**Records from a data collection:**
▬▬▬▬▬▬

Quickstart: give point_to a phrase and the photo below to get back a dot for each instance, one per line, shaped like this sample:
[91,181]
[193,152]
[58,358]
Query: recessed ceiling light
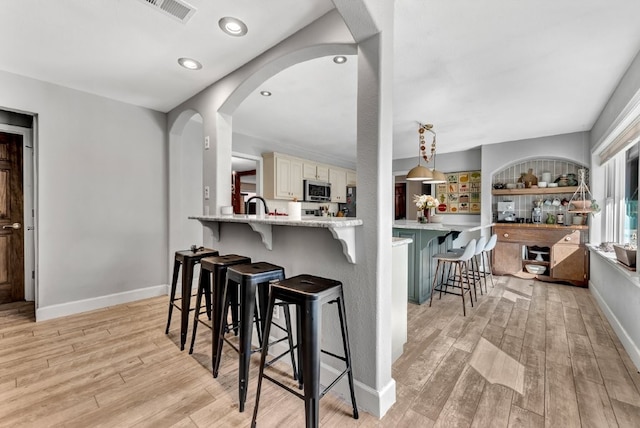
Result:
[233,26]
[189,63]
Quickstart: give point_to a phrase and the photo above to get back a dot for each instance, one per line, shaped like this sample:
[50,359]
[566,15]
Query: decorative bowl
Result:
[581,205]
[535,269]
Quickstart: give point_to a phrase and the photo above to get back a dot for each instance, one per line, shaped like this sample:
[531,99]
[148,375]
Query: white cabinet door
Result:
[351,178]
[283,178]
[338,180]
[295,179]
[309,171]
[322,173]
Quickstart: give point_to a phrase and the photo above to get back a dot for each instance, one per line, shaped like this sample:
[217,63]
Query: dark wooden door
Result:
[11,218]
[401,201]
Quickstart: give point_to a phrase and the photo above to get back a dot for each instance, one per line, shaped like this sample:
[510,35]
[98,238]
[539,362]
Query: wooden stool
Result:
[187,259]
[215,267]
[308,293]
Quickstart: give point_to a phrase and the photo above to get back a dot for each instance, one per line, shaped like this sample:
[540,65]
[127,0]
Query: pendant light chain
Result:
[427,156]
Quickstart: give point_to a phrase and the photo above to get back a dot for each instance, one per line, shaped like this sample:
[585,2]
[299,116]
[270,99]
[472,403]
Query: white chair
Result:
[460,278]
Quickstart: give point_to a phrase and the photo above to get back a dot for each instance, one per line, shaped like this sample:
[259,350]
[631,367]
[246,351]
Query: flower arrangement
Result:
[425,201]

▬▬▬▬▬▬

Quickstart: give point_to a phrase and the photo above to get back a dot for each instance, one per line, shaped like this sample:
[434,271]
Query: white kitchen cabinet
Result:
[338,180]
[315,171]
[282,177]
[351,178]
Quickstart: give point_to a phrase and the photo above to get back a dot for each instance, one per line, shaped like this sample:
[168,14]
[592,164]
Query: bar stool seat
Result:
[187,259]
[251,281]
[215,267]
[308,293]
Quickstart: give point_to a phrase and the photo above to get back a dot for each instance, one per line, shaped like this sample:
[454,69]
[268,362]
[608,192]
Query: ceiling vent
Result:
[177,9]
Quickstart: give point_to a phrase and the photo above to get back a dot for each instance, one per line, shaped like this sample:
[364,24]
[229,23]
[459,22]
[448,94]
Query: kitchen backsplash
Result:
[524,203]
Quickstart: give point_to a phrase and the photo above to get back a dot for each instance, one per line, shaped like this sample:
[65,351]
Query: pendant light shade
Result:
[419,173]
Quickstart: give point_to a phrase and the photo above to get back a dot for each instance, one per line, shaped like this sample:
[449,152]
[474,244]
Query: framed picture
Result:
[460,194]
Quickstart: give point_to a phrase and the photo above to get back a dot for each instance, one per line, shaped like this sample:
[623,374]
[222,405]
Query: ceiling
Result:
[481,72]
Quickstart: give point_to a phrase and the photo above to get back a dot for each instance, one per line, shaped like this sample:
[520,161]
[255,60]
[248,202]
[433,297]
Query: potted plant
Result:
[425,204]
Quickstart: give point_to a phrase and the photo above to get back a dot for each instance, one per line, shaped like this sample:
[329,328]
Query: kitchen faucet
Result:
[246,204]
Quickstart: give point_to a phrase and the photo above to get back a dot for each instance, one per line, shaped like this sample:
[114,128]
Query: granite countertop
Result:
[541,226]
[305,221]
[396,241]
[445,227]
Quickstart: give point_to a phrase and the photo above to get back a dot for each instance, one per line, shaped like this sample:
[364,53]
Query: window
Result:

▬▬▬▬▬▬

**Task to carry out:** Find the word "light" in the entries and show each line where it is found.

**Solution for this problem:**
Query: recessed ceiling light
Query: pendant light chain
Query: pendant light shade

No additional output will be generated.